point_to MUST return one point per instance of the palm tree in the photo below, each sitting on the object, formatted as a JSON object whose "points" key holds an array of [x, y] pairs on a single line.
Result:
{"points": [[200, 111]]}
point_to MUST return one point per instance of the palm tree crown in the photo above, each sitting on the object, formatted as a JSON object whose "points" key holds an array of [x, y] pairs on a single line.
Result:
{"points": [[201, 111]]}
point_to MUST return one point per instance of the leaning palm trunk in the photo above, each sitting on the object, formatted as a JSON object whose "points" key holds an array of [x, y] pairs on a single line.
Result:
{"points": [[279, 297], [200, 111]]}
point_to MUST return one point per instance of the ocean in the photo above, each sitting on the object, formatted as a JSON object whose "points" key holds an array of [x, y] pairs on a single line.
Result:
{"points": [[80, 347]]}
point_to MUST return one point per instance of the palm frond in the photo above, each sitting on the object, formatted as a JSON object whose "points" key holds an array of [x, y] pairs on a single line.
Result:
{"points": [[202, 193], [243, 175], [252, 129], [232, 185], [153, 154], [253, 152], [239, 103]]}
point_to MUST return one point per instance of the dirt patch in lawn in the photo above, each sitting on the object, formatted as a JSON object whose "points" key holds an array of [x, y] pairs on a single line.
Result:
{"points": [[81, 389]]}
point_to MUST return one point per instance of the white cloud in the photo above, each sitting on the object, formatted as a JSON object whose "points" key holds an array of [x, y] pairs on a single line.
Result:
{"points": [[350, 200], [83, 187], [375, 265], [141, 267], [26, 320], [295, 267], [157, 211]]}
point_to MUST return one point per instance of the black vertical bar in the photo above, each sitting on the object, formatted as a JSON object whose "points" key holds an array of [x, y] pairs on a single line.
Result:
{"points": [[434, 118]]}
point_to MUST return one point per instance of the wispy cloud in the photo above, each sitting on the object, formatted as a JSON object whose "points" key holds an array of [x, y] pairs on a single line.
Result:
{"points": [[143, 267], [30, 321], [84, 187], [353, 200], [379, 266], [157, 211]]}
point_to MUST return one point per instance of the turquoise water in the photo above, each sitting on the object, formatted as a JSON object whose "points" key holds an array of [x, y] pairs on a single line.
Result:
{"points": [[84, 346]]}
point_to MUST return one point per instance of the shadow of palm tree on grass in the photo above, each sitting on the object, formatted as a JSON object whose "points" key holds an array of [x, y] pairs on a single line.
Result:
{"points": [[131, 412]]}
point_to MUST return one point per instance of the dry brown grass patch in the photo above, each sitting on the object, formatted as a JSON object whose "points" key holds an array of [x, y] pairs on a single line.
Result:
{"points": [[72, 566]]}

Task description | Reproduce every item above word for word, keeping the original order and line breaks.

Reply |
point_to MUST return one point per instance of the palm tree in the photo below, each sitting on the object, formatted as a JSON object whose "points" key holds an array of [x, y] pairs on a single line.
Result:
{"points": [[200, 111]]}
point_to MUST return one point per instance of the palm tree crown in the photo above, each sitting on the object, formatted as a JSON object whose "points" key holds an array of [x, y] pairs on a single line.
Result:
{"points": [[201, 111]]}
point_to MUST return one point per instance of the leaning palm trunk in the photo above, each sitting on the object, formatted as a JSON object whose "points" key holds an array of [x, y] pairs on a single line.
Result:
{"points": [[279, 297], [200, 111]]}
point_to MUST return one point per instance of the ocean in the photo above, each sitting on the object, formatted as a JSON object whose "points" key holds an array of [x, y] pairs on a single line.
Result:
{"points": [[80, 347]]}
point_to MUST return one point per instance of the palm frond in the photo above, each sitting on the object, formatted as a JSON object whose "points" key holds an array of [x, y] pairs on a single line.
Result:
{"points": [[202, 193], [243, 175], [252, 129], [232, 185], [153, 154], [253, 152], [239, 103]]}
point_to MUST return one point per instance of the dirt patch in lawn in the photo above, each sitting on the object, formatted as a JSON object whose "points" key holds an array of [x, y] pairs on a single line.
Result:
{"points": [[81, 389]]}
point_to MUST return one point per instance of the white cloud in the photo above, each sitting on the object, formatted as a JSON object whose "points" key holds an array of [x, y] pairs on a single line.
Result:
{"points": [[350, 200], [83, 187], [375, 265], [141, 267], [26, 320], [295, 267], [157, 211]]}
point_to MUST return one point per instance of the black vertical bar in the photo above, each sitting on the object, formatted as a JSON object whose "points" key holds an array of [x, y] pairs on a single line.
Result:
{"points": [[434, 118]]}
point_to MUST return one point per instance of the wispy cloud in the photo above, each sitting on the object, formatted as a JSON object whose "points" key holds an array of [x, y] pairs on a single line.
Result:
{"points": [[143, 267], [30, 321], [84, 187], [353, 200], [379, 266], [157, 211]]}
point_to MUST return one point per instance of the turquoise water in the photo above, each sitting on the object, formatted as a JSON object whose "points" key holds an array of [x, y] pairs on a single line.
Result:
{"points": [[84, 346]]}
point_to MUST return one point per instance of the shadow of palm tree on grass in the photo above, each sitting on the object, formatted as a JSON object whose "points" key holds an array of [x, y] pairs on a single line.
Result:
{"points": [[131, 412]]}
point_to MUST return one point per instance of the dry brown grass patch in the photo above, each sitting on the object, formatted as a JSON object whose "points" key holds an array of [x, y] pairs on a single line.
Result:
{"points": [[72, 566]]}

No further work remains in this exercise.